Bounding-box records
## Begin
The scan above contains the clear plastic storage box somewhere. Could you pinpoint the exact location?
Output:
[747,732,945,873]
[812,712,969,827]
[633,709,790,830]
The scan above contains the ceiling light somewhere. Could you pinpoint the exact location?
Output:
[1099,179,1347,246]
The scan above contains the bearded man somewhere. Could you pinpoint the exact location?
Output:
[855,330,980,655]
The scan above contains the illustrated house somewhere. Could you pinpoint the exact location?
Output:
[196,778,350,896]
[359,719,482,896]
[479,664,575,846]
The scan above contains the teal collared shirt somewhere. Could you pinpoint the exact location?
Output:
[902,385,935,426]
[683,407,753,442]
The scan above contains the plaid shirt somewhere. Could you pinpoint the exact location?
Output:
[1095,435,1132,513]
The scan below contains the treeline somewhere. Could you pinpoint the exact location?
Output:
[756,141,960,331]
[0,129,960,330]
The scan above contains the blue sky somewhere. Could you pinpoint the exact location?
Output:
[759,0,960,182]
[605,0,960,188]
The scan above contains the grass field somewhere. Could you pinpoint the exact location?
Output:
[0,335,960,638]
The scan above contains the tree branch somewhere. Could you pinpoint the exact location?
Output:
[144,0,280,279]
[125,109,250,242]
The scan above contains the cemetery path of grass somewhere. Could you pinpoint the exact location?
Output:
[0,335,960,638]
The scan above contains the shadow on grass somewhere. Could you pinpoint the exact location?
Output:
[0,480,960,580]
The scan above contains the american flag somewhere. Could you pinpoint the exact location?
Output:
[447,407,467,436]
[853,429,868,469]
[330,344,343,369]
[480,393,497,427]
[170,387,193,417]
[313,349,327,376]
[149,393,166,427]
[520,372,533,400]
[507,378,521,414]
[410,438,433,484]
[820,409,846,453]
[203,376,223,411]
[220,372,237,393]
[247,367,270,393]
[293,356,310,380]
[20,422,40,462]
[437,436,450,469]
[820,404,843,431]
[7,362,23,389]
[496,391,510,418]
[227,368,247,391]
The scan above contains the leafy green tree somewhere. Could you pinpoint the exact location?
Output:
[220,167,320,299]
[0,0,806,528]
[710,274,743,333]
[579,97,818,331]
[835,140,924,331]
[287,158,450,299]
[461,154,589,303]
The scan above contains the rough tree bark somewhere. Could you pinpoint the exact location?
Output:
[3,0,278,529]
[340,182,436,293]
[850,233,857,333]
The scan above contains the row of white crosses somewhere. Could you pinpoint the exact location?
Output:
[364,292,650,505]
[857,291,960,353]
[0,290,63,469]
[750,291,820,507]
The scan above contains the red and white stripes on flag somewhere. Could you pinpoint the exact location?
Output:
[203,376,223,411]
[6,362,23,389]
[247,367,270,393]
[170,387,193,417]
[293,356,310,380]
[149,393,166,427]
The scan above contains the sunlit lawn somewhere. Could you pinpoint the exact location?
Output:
## End
Pick out every line in the records above that contains the string "shirt", and copy those lines.

Worked solution
The scan above contains the teal collared shirt somewhere. Could you pinpoint the exact location?
The scan above contains the plaid shirt somewhere. Could you pinpoint the exact location?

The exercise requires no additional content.